----- Provided entries -----

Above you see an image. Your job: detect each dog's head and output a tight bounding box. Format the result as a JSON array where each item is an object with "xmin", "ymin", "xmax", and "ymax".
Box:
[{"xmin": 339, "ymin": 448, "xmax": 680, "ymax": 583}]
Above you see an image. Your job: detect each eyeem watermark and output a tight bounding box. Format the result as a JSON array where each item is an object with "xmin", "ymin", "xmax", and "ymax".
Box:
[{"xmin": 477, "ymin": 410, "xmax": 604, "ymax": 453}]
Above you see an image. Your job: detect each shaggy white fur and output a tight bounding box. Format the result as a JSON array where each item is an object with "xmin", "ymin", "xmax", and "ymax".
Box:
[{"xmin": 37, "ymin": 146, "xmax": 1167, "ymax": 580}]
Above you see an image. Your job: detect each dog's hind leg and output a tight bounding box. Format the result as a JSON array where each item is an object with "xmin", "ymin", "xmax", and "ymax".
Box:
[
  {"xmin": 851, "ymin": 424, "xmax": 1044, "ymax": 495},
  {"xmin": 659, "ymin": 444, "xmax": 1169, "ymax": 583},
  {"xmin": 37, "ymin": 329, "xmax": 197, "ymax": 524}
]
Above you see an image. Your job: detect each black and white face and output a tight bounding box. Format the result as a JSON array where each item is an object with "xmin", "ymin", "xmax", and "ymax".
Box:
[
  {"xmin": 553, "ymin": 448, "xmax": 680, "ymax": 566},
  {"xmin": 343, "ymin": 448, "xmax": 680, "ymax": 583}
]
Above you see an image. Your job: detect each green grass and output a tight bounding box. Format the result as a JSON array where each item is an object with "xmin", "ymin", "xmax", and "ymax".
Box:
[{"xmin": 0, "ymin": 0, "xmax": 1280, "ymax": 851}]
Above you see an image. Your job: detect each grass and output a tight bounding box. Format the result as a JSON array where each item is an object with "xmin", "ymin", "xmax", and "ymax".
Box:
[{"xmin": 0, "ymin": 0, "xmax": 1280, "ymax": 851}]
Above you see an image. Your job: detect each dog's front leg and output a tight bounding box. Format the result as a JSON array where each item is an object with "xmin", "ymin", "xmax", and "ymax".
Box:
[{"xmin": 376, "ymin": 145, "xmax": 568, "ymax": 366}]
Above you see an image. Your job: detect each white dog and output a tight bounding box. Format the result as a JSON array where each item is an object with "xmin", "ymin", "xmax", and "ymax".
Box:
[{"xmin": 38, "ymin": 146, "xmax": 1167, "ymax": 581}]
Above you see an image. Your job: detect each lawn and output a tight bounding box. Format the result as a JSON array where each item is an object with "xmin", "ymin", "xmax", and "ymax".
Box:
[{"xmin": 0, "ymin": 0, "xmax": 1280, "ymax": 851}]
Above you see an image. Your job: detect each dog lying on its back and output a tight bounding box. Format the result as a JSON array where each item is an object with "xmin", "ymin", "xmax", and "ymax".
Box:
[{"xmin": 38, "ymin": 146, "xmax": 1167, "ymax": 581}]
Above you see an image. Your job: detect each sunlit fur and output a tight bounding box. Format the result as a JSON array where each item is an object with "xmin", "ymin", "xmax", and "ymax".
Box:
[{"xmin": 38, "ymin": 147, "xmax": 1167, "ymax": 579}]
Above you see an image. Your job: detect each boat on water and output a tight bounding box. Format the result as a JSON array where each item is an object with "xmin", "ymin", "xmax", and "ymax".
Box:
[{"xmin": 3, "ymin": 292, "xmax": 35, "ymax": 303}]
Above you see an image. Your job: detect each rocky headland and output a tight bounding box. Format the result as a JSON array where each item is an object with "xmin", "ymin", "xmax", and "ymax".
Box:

-----

_Stated task_
Set out every line of the listing above as a numbered list, omitting blank lines.

_Solution for this problem_
1. Above you see an image. Your job: detect each dog's head and output a tight bounding box. Format the result as a JSON array where each item is an object with "xmin", "ymin", "xmax", and "ymax".
2. Box:
3. [{"xmin": 339, "ymin": 448, "xmax": 680, "ymax": 583}]
4. Above you see an image. Your job: detect each eyeem watermark and output a tight bounding box. Format the result as a JSON array where each item is an object with "xmin", "ymin", "xmax", and "ymax".
5. Box:
6. [{"xmin": 477, "ymin": 410, "xmax": 604, "ymax": 453}]
7. Above you see an image. Your job: detect each shaggy white fur and output a tight bounding box. Format the result as a JSON array where each item is an object with "xmin", "ymin", "xmax", and "ymax".
8. Box:
9. [{"xmin": 37, "ymin": 146, "xmax": 1167, "ymax": 580}]
10. Above you see an image. Your job: detect each dog's hind leg and output a tight bounding box. Format the result as a JSON array where each item is an object with "xmin", "ymin", "xmax", and "ymax".
11. Box:
12. [
13.   {"xmin": 851, "ymin": 424, "xmax": 1044, "ymax": 495},
14.   {"xmin": 659, "ymin": 444, "xmax": 1169, "ymax": 583},
15.   {"xmin": 37, "ymin": 329, "xmax": 197, "ymax": 524}
16. ]
17. Above you see an image. Your job: detect each black and white face and output a tight bounding box. Format the result as a JSON array where each item is an object with "xmin", "ymin", "xmax", and "ymax".
18. Box:
19. [
20.   {"xmin": 553, "ymin": 448, "xmax": 680, "ymax": 566},
21.   {"xmin": 343, "ymin": 448, "xmax": 680, "ymax": 583}
22. ]
23. Above you see an image. Your job: detect each green grass and output a tight bounding box. Format the result as a JSON array where each item is an object with "xmin", "ymin", "xmax", and "ymax".
24. Box:
25. [{"xmin": 0, "ymin": 0, "xmax": 1280, "ymax": 851}]
26. Above you see an image. Your job: detect each grass and output a tight bounding box. Format the result as a JSON array where each item is an object with "xmin", "ymin", "xmax", and "ymax".
27. Box:
28. [{"xmin": 0, "ymin": 0, "xmax": 1280, "ymax": 851}]
29. Above you see an image. Your job: detect each dog's front leg and output a tight bounding box. Format the result as a JSON array where each item is an object with "xmin", "ymin", "xmax", and "ymax".
30. Box:
31. [{"xmin": 376, "ymin": 145, "xmax": 568, "ymax": 366}]
32. Above you see an image. Your job: detect each white dog and output a tight bounding box. Format the result as a JSON array where each item is an object with "xmin", "ymin", "xmax", and "ymax".
33. Box:
34. [{"xmin": 38, "ymin": 146, "xmax": 1167, "ymax": 581}]
35. Above you see an image. Your job: detect each lawn and output a tight bounding box. Format the result as a JSON array where each item is an object with "xmin", "ymin", "xmax", and "ymax".
36. Box:
37. [{"xmin": 0, "ymin": 0, "xmax": 1280, "ymax": 851}]
38. Above you see an image. Your job: detect each dog lying on its back and output a tight bounding box. Format the result as a JSON array where each item is an object with "xmin", "ymin", "xmax", and "ymax".
39. Box:
40. [{"xmin": 38, "ymin": 146, "xmax": 1167, "ymax": 581}]
41. Above you see an image. Your job: detect each sunlit fur and output a tight bounding box. Format the result as a JSON array where each item is an object with "xmin", "ymin", "xmax", and "ymax".
42. Box:
43. [{"xmin": 38, "ymin": 147, "xmax": 1167, "ymax": 579}]
44. Above you see an image. Your job: detect each boat on water and output a tight bounding box. Format the result as a JSON array where each item is an object with "xmin", "ymin", "xmax", and "ymax".
45. Box:
46. [{"xmin": 3, "ymin": 292, "xmax": 35, "ymax": 303}]
47. Above you see an image. Your job: detect each rocky headland and output a tight bounding box. Format the result as a JSON array where each item is an object with "xmin", "ymin", "xmax", and "ymax".
48. Box:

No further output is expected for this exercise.